◆ Short exercise A ◆
Write out everything from "For truly traditional, the" down to "pancakes, fillings, etc." in the donut text, swapping "raspberry" for "apricot".
◆ Short exercise B ◆
Say whether each statement agrees with the donut text, giving yes or no and quoting the words that settle it. (i) The deep fryer was last used in April 2017. (ii) The cookbook gives fillings for its Pączki recipes. (iii) The donuts were filled before frying.

Once again, I have dusted off the deep fryer, (literally dusted - the last time I used it was April 2017), for this month's recipe.  Our #breadbakers theme for this month is: fried yeasted breads.  I had two ideas in mind for this month, and decided on a Polish jelly filled donut in tribute to my grandmother-in-law.  I don't fry often, in fact I've only deep fried three things ever.  I do love the little fryer that I picked up, the only drawback is that for something like beignets, kare pan, or these Pączki, you really have to do them one at a time.  Makes for a long time at the fryer.  So I made a smaller batch!  (Still ended up with 16!)  Fresh donuts are fabulous, but you don't need that many, especially when they are so rich as these.  Hubby's grandma was Polish and I have her cookbooks, among which was Treasured Polish Recipes for Americans.  There are four different Pączki recipes in the book but no fillings!  It just says a thick filling and that jelly is not thick enough.

For truly traditional, the dough is actually folded over the filling before frying, but I went with filling after frying.  I did choose (after some research) a traditional filling of prune lekvar (plum/prune butter) and mixed it, un-traditionally but deliciously, with a small amount of raspberry filling.  When I was storing leftovers, I mixed them together in about equal proportions and it was fabulous!  Hubby heartily approved and said it could be used for dips, toast, pancakes, fillings, etc.

(Excerpts of location labeling data)
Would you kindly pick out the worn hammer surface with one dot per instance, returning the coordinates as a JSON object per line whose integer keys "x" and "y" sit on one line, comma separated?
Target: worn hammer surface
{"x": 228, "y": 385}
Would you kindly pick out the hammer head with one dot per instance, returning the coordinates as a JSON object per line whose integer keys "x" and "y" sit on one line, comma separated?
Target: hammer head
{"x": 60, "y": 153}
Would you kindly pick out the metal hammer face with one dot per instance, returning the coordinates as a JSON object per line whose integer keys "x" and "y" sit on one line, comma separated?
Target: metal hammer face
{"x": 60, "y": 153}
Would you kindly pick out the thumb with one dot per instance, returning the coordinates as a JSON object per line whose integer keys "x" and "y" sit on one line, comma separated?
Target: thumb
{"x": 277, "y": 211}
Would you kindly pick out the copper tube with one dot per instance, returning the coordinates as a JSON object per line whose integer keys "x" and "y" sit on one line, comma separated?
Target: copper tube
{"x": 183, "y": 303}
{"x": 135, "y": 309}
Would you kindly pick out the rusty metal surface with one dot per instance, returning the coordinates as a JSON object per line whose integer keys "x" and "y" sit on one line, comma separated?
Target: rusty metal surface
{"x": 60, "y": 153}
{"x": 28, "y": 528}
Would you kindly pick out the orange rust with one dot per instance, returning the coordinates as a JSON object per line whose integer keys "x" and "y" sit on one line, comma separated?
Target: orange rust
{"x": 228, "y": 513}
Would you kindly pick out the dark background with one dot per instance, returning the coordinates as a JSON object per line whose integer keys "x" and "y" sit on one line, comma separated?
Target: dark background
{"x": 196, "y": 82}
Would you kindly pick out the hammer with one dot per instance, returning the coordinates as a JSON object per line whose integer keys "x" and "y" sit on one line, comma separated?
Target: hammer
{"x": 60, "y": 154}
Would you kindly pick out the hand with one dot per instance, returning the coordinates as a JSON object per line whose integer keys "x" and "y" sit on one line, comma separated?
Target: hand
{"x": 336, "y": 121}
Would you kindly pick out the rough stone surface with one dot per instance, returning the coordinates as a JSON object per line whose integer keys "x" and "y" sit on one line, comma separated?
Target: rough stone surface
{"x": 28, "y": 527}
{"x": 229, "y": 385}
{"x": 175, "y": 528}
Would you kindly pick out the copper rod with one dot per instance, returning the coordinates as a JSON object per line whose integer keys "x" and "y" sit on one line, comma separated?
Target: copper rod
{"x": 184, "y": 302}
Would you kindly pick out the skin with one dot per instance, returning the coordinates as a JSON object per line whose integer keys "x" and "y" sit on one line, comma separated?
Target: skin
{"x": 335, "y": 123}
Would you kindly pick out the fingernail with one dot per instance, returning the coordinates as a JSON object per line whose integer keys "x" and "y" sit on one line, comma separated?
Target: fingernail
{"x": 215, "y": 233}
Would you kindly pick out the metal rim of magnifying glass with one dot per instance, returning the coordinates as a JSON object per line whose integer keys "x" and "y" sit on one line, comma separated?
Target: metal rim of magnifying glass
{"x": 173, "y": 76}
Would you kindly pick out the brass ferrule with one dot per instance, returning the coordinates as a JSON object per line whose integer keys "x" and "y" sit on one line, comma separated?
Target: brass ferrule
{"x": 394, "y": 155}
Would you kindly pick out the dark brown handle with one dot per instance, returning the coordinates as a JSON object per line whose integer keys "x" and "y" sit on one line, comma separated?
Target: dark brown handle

◆ Exercise response A ◆
For truly traditional, the dough is actually folded over the filling before frying, but I went with filling after frying.  I did choose (after some research) a traditional filling of prune lekvar (plum/prune butter) and mixed it, un-traditionally but deliciously, with a small amount of apricot filling.  When I was storing leftovers, I mixed them together in about equal proportions and it was fabulous!  Hubby heartily approved and said it could be used for dips, toast, pancakes, fillings, etc.

◆ Exercise response B ◆
(i) Yes: "the last time I used it was April 2017"
(ii) No: "There are four different Pączki recipes in the book but no fillings!"
(iii) No: "but I went with filling after frying"